* WHAT IS EXPECTED *
Quote the stretch of the data below from the start of the data through the line that contains "top-left (0, 0), bottom-right (1270, 528)", keeping both ends and changing nothing.

:: EXCERPTED RECORDS ::

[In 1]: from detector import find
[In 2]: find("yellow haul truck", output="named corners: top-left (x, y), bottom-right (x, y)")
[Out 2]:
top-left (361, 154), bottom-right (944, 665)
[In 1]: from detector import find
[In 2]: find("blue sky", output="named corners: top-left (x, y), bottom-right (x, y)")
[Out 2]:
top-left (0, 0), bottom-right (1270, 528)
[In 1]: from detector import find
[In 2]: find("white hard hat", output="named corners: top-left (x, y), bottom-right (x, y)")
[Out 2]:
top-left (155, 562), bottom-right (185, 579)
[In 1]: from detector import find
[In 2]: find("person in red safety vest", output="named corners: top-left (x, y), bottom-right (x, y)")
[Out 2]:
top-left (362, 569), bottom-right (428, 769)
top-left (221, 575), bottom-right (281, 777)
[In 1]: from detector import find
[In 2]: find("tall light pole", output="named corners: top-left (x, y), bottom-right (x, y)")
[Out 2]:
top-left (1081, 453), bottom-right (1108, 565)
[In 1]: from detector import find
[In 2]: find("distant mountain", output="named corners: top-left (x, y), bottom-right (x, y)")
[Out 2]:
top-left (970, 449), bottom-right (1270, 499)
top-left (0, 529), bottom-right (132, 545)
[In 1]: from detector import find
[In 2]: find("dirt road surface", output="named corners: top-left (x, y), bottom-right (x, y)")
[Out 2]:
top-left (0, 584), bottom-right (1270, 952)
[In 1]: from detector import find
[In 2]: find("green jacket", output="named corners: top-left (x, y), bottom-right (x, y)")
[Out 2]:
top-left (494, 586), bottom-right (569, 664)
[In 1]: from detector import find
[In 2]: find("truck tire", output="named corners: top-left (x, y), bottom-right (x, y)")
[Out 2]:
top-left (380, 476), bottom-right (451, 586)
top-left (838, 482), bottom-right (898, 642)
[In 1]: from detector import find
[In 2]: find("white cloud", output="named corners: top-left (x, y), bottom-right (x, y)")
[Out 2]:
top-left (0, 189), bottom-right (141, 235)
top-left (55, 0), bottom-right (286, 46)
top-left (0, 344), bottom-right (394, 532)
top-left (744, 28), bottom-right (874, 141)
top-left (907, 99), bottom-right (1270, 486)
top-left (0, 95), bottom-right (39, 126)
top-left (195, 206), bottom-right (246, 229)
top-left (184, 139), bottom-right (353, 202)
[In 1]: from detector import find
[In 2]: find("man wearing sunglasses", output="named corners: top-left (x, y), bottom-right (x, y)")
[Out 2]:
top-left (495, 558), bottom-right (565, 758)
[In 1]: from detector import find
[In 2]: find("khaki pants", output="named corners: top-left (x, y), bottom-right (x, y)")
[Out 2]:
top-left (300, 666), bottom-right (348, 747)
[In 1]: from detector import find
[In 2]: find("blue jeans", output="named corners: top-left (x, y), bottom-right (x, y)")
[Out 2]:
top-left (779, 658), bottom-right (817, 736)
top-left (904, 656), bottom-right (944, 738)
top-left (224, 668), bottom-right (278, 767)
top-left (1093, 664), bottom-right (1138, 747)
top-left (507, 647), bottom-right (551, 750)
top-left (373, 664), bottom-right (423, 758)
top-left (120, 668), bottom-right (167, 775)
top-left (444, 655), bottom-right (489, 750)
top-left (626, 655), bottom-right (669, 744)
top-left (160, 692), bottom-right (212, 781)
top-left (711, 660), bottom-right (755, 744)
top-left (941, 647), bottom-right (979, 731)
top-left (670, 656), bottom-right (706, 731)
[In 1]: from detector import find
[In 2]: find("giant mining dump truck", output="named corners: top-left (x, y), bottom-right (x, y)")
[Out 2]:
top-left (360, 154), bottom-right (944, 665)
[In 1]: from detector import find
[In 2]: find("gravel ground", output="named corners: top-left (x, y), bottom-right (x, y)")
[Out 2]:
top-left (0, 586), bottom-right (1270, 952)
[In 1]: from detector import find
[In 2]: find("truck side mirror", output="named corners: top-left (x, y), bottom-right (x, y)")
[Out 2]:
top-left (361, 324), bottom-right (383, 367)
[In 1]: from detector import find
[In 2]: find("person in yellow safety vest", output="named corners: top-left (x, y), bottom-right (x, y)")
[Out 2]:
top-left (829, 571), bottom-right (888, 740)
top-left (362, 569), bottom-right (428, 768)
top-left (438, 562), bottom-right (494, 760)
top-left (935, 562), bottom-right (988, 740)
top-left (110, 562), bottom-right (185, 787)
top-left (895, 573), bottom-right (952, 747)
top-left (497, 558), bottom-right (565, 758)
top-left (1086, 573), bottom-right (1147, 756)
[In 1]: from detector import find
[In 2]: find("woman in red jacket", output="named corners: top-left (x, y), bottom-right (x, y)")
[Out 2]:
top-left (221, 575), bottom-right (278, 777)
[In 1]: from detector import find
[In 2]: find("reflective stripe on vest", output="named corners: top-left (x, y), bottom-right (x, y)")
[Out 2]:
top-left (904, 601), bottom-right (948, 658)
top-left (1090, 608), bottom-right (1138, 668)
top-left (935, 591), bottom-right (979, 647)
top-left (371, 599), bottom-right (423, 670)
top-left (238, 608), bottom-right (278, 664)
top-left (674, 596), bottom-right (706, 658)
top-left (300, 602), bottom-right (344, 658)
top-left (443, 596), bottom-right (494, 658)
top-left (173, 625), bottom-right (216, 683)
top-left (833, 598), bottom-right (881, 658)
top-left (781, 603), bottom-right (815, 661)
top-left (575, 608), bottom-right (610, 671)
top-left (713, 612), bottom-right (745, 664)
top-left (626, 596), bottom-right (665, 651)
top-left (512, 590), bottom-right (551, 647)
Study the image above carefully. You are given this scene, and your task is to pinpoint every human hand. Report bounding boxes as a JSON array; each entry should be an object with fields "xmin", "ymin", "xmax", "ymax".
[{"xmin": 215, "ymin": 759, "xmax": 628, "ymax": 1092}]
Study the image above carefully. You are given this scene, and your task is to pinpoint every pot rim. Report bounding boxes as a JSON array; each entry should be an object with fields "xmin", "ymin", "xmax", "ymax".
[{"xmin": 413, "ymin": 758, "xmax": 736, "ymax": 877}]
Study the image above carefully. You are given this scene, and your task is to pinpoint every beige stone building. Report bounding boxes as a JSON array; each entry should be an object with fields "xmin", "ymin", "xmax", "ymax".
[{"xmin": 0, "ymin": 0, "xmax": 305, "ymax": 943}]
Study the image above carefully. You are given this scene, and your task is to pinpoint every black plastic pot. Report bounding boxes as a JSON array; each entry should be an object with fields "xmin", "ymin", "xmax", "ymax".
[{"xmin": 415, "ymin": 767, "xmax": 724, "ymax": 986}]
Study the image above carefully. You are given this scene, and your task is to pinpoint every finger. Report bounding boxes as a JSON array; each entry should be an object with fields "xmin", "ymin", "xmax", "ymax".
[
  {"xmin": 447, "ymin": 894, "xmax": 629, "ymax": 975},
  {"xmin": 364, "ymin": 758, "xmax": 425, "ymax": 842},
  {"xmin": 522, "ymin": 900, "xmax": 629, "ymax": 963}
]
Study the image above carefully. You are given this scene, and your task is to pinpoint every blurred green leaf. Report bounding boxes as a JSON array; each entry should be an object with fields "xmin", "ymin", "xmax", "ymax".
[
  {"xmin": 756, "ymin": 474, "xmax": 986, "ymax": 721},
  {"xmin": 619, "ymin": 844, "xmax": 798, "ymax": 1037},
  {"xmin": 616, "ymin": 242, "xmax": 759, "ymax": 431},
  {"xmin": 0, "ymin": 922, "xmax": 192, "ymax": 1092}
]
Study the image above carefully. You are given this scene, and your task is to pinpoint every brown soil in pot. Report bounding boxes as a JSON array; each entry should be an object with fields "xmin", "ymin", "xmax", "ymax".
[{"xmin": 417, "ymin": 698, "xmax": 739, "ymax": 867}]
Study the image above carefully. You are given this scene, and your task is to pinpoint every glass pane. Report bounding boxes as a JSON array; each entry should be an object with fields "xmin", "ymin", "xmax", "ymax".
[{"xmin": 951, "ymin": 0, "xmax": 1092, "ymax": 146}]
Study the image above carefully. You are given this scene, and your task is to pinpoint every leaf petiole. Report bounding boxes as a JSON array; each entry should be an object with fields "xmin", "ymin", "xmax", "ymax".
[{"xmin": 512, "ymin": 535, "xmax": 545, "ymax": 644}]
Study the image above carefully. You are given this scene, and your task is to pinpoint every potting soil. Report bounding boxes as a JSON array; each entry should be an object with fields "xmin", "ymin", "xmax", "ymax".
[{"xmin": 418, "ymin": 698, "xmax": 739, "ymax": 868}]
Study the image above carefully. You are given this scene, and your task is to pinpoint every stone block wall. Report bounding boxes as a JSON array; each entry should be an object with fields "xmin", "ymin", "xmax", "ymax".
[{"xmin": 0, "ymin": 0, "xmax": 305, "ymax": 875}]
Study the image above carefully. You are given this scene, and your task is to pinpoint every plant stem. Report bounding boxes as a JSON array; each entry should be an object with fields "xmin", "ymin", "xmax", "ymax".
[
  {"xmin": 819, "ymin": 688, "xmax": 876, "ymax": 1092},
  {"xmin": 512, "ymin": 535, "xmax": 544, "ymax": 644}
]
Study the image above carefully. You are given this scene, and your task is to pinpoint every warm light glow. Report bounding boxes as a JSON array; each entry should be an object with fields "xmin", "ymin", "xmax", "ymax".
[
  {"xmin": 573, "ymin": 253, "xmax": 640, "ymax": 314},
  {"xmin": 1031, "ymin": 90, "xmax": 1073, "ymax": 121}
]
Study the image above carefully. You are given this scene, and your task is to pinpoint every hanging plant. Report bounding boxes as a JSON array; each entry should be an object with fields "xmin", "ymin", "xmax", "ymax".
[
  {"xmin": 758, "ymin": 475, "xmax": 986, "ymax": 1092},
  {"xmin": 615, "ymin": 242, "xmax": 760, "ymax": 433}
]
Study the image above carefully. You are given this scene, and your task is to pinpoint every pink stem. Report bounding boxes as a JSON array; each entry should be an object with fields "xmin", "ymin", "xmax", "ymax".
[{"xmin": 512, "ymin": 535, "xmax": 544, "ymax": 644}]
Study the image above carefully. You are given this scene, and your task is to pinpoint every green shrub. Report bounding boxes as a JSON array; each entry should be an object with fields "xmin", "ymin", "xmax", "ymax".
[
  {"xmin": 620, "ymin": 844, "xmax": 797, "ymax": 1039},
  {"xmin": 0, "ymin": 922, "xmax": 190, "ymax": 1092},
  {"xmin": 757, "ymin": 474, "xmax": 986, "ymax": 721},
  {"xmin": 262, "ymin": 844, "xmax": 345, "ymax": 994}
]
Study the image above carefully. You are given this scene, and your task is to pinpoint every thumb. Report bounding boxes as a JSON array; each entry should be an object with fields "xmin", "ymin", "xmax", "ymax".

:::

* RESULT *
[In 1]: from detector import find
[In 2]: find("yellow haul truck", output="named corners: top-left (x, y), bottom-right (x, y)")
[Out 2]:
top-left (361, 154), bottom-right (944, 665)
[In 1]: from detector import find
[In 2]: find("blue sky", output="named corners: top-left (x, y), bottom-right (x, y)")
[Out 2]:
top-left (0, 0), bottom-right (1270, 528)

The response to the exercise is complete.